··· Extrahierter Text

Linux 4.6: GeForce-900-Treiber und neue Sicherheitstechniken

Der dieser Tage erscheinende Linux-Kernel 4.6 kann auf das Cluster-Dateisystem Orangefs zugreifen. Eine ganze Palette neuer und überarbeiteter Treiber verbessert die Hardware-Unterstützung und den Support für moderne Stromspartechniken.

Linux-Distributionen werden bald besser mit GeForce-Grafikprozessoren der 900er-Reihe zurechtkommen, denn der Nouveau-Treiber von Linux 4.6 unterstützt diese deutlich besser. Die parallel mit Erscheinen dieser c’t erwartete Kernel-Version bringt sogar Schnittstellen, durch die ein Mesa-Treiber die 3D-Beschleunigung dieser Grafikchips nutzen kann.

Bei diesen seit Herbst 2014 verkauften GPUs der Maxwell-v2-Generation war das zuvor nicht möglich: Nvidia hat bei ihnen eine Sicherheitstechnik eingeführt, bei der sich Funktionen wie die 3D-Beschleunigung nur mit einer von Nvidia signierten GPU-Firmware nutzen lassen. Eine solche hat Nvidia nach langem Warten im Februar unter einer Lizenz veröffentlicht, die eine Integration in Linux-Distributionen ermöglicht. Der Treiber kann die Grafikprozessoren allerdings nicht in ihre schnellsten Betriebsmodi schalten und liefert so nur einen Bruchteil der 3D-Performance, die Nvidias proprietäre Grafiktreiber erzielen.

······
··· Vorliegende Daten

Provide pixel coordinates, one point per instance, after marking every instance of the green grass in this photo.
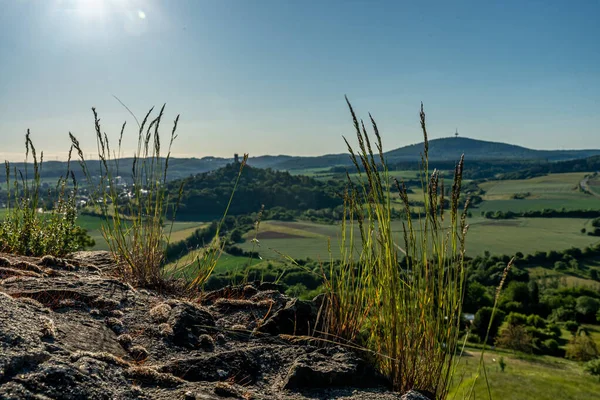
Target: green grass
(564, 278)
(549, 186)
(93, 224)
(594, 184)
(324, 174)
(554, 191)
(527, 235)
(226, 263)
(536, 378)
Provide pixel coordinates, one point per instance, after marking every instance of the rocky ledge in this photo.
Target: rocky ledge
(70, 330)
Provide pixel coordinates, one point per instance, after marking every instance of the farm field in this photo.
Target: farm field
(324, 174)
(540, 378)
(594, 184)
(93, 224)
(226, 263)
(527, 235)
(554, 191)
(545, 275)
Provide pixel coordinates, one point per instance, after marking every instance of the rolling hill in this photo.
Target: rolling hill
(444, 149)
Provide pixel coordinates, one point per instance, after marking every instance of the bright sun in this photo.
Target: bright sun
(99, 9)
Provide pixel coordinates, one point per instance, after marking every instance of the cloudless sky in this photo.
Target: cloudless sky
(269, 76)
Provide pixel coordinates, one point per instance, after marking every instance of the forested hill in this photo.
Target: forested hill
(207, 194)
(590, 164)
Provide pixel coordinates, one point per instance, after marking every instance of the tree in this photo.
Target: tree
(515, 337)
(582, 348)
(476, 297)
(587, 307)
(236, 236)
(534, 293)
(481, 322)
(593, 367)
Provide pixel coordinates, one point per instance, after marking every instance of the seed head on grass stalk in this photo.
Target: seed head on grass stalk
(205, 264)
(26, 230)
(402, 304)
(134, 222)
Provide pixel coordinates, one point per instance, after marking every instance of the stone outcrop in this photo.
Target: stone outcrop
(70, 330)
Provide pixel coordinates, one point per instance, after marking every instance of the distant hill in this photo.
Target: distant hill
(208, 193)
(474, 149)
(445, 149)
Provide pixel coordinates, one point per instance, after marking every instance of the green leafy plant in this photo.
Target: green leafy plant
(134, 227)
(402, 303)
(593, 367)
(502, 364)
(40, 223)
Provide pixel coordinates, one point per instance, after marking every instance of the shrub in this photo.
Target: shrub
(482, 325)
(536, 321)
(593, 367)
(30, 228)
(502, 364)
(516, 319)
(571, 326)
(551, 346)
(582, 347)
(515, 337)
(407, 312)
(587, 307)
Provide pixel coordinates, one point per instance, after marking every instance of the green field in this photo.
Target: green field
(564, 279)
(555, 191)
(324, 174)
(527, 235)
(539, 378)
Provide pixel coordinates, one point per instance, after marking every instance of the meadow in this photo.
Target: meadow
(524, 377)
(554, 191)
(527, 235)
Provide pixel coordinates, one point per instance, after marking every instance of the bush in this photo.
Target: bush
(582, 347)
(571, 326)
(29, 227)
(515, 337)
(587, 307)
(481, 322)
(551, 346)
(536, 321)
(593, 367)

······
··· Vorliegende Daten

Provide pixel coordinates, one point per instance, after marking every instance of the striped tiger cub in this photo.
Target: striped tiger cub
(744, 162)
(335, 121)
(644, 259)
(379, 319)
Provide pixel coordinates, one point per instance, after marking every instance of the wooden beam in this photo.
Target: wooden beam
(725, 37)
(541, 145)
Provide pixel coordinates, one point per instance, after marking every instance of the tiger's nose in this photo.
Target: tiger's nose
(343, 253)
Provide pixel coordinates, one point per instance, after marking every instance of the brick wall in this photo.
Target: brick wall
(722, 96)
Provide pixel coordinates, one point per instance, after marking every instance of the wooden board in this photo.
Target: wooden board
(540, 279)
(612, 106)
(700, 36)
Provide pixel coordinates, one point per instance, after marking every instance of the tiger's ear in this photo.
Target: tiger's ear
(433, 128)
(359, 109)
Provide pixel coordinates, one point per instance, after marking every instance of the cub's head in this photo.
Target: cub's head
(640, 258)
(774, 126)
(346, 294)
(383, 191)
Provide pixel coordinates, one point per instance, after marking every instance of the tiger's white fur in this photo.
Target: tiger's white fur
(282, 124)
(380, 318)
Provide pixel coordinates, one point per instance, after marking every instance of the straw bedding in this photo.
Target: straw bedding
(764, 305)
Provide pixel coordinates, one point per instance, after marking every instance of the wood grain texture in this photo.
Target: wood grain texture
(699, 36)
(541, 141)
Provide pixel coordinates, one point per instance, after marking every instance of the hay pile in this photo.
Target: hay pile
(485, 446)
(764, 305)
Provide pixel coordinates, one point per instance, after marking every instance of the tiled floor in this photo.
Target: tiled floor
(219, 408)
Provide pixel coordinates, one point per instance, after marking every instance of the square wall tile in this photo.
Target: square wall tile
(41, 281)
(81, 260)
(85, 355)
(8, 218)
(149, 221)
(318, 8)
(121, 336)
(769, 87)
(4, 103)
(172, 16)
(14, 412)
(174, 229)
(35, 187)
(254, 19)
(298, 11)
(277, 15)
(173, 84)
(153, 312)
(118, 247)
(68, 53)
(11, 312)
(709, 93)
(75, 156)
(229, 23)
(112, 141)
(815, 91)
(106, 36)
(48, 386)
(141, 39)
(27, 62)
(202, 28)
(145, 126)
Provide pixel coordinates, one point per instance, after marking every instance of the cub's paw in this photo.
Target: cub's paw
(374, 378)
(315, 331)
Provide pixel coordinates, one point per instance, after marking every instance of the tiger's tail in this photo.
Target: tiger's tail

······
··· Vorliegende Daten

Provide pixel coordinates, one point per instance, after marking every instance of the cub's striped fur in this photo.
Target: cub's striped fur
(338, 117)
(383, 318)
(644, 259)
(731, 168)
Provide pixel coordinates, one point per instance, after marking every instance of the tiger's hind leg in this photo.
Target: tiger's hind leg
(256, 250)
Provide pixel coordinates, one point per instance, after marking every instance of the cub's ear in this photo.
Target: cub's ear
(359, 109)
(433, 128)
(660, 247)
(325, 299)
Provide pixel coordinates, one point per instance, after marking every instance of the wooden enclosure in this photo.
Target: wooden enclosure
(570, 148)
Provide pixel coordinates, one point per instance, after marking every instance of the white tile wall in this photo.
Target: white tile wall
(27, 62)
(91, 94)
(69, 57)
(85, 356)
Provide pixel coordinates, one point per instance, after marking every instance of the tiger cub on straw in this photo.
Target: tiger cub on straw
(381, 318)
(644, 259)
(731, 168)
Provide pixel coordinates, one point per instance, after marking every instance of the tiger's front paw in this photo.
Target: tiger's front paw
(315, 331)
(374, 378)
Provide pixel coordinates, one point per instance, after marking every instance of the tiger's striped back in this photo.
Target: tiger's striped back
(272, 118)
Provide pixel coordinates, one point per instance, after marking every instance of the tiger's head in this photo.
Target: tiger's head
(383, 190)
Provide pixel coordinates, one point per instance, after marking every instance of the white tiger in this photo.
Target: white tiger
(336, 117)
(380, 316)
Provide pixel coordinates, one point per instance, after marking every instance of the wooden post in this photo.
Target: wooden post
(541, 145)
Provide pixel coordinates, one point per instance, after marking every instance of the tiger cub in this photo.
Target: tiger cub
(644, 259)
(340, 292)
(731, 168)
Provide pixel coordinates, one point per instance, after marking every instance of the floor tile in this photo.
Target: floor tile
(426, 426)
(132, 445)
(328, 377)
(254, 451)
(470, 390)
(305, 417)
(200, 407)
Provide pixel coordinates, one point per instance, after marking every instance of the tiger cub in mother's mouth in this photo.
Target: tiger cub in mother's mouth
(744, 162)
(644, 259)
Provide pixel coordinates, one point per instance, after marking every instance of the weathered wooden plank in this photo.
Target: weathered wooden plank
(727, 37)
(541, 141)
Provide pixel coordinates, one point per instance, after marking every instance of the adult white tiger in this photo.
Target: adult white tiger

······

Entnimm den Text zu Linux 4.6 vollständig und gib ihn unverändert wieder.

• [Lösung]:
Linux 4.6: GeForce-900-Treiber und neue Sicherheitstechniken

Der dieser Tage erscheinende Linux-Kernel 4.6 kann auf das Cluster-Dateisystem Orangefs zugreifen. Eine ganze Palette neuer und überarbeiteter Treiber verbessert die Hardware-Unterstützung und den Support für moderne Stromspartechniken.

Linux-Distributionen werden bald besser mit GeForce-Grafikprozessoren der 900er-Reihe zurechtkommen, denn der Nouveau-Treiber von Linux 4.6 unterstützt diese deutlich besser. Die parallel mit Erscheinen dieser c’t erwartete Kernel-Version bringt sogar Schnittstellen, durch die ein Mesa-Treiber die 3D-Beschleunigung dieser Grafikchips nutzen kann.

Bei diesen seit Herbst 2014 verkauften GPUs der Maxwell-v2-Generation war das zuvor nicht möglich: Nvidia hat bei ihnen eine Sicherheitstechnik eingeführt, bei der sich Funktionen wie die 3D-Beschleunigung nur mit einer von Nvidia signierten GPU-Firmware nutzen lassen. Eine solche hat Nvidia nach langem Warten im Februar unter einer Lizenz veröffentlicht, die eine Integration in Linux-Distributionen ermöglicht. Der Treiber kann die Grafikprozessoren allerdings nicht in ihre schnellsten Betriebsmodi schalten und liefert so nur einen Bruchteil der 3D-Performance, die Nvidias proprietäre Grafiktreiber erzielen.